Data excerpts -
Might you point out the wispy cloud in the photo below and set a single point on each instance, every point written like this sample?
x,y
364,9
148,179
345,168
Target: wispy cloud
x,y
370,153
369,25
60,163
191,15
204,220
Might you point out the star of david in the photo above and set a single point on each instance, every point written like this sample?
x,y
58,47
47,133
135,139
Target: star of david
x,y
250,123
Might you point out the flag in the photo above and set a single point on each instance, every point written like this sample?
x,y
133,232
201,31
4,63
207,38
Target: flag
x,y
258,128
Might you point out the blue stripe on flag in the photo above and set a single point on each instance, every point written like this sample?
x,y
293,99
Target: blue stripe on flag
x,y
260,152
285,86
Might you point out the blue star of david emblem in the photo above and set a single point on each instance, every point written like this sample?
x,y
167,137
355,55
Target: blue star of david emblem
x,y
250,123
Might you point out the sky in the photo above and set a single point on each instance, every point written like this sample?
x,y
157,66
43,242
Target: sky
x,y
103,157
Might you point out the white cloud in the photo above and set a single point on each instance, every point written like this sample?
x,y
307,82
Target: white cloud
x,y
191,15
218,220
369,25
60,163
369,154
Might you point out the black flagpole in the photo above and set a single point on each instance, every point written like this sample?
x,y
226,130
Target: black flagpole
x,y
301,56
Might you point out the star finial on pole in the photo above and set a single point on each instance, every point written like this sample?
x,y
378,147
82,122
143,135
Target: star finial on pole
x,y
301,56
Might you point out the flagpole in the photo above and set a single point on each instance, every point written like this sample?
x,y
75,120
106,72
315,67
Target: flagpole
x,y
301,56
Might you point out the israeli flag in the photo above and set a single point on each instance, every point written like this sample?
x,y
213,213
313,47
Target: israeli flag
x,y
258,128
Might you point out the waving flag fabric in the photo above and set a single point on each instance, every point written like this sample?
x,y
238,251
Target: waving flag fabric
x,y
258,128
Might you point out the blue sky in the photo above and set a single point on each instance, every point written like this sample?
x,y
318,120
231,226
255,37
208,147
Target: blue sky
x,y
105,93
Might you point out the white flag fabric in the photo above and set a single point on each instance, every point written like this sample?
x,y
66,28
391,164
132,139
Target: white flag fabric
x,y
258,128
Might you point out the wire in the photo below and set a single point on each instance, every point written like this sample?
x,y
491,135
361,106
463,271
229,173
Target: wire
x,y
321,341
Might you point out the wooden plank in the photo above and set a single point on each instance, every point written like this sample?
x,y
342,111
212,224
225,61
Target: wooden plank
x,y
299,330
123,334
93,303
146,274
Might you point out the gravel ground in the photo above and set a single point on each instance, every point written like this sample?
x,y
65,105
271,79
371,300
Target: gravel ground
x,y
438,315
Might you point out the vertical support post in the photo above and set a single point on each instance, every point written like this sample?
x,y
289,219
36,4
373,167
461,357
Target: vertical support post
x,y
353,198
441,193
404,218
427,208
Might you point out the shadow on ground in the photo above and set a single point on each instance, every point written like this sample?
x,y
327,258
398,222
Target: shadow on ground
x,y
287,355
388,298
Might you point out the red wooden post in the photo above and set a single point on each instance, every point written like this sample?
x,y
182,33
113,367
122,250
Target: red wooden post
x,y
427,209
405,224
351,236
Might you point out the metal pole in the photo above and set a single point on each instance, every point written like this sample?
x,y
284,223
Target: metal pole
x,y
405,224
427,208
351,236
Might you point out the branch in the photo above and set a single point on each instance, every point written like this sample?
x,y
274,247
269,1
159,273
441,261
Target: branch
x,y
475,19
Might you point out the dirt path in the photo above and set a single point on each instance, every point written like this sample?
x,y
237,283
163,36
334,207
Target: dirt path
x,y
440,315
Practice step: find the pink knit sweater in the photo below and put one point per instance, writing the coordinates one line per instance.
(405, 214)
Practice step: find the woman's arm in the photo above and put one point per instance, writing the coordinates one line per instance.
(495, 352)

Work to complete -
Line by line, reproduce the data above exactly.

Solved exercise -
Might you point out the wispy cloud in the photo below and set a single point on each instance, every point written like this sample?
x,y
364,9
148,179
345,168
Target: wispy cloud
x,y
370,153
369,25
60,163
191,15
204,220
Might you point out the star of david in the photo above and set a single point on each instance, every point written like this sample?
x,y
58,47
47,133
135,139
Target: star of david
x,y
250,123
Might you point out the flag in the photo above and set a single point on each instance, every point written like this sample?
x,y
133,232
201,31
4,63
207,38
Target: flag
x,y
258,128
Might you point out the blue stripe on flag in the photo above and set a single point on each instance, every point written like this sample?
x,y
293,99
Target: blue stripe on flag
x,y
260,152
285,86
Might you point out the blue star of david emblem in the photo above and set a single point on each instance, every point written like this sample?
x,y
167,137
355,55
Target: blue star of david emblem
x,y
250,123
Might you point out the sky in the photo above and set a single point on each instance, every point written like this sample?
x,y
157,66
43,242
Target: sky
x,y
103,157
Might you point out the white cloud in the photo above and set a single point on each instance, every point written like this sample?
x,y
307,82
Target: white cloud
x,y
191,15
218,220
369,25
60,163
369,154
Might you point out the black flagpole in the photo above and set a single point on each instance, every point written like this sample?
x,y
226,130
Target: black flagpole
x,y
301,56
Might you point out the star finial on pole in the photo above and set a single point on each instance, every point written like this sample?
x,y
378,147
82,122
143,135
Target: star finial on pole
x,y
301,56
Might you point out the flagpole in the photo above and set a single point on each instance, every point written like this sample?
x,y
75,120
106,72
315,67
Target: flagpole
x,y
301,56
Might you point out the israeli flag in the photo above and set a single point on each instance, every point written like this sample?
x,y
213,213
313,47
Target: israeli flag
x,y
258,128
Might you point out the waving flag fabric in the photo above and set a single point on each instance, every point written like this sample?
x,y
238,251
Target: waving flag fabric
x,y
258,128
Might you point out the blue sky in the photo above and set a single point on each instance, every point written like this sample?
x,y
318,120
231,226
255,37
208,147
Target: blue sky
x,y
105,93
Might you point out the white flag fabric in the photo above and set a single point on each instance, every point written like this sample?
x,y
66,28
391,164
132,139
Target: white flag fabric
x,y
258,128
Might you point out the wire in the photo below and set a single point on each instance, every point written like this sample?
x,y
491,135
361,106
463,271
229,173
Target: wire
x,y
321,341
Might you point out the wooden plank in the photo above and set a single point on each instance, every point written like this sample?
x,y
342,111
212,224
225,61
Target: wooden plank
x,y
299,330
123,334
93,303
146,274
Might you point out the gravel ground in the photo above and set a single point on each instance, every point written like this sample?
x,y
65,105
271,79
371,300
Target: gravel ground
x,y
438,315
Might you point out the vertical support post in the photo above and set a single point on each instance, every point written like this sample?
x,y
289,219
36,4
373,167
461,357
Target: vertical support post
x,y
353,198
441,193
404,218
427,208
Might you point out the shadow on ground in the photo above and set a single point on each instance, every point written like this sample?
x,y
327,258
398,222
Target: shadow on ground
x,y
287,355
388,298
Might you point out the red wooden post in the photo above and set a single point on each instance, every point written like this sample?
x,y
182,33
113,367
122,250
Target: red wooden post
x,y
427,209
405,224
351,236
Might you point out the metal pole in the photo above and set a single point on each instance, every point written like this sample?
x,y
284,223
Target: metal pole
x,y
405,224
427,208
351,236
Might you point out the branch in the photo above and set a single point on each instance, every point written like this sample?
x,y
274,247
269,1
159,273
441,261
Target: branch
x,y
475,19
Might you point out the dirt path in the photo above and set a single point on each instance, every point written like this sample?
x,y
237,283
163,36
334,207
Target: dirt path
x,y
440,315
Practice step: find the pink knit sweater in the photo below and put one point per instance, writing the coordinates one line per instance.
(405, 214)
Practice step: find the woman's arm in the photo above and put one point per instance, writing the coordinates one line per instance.
(495, 352)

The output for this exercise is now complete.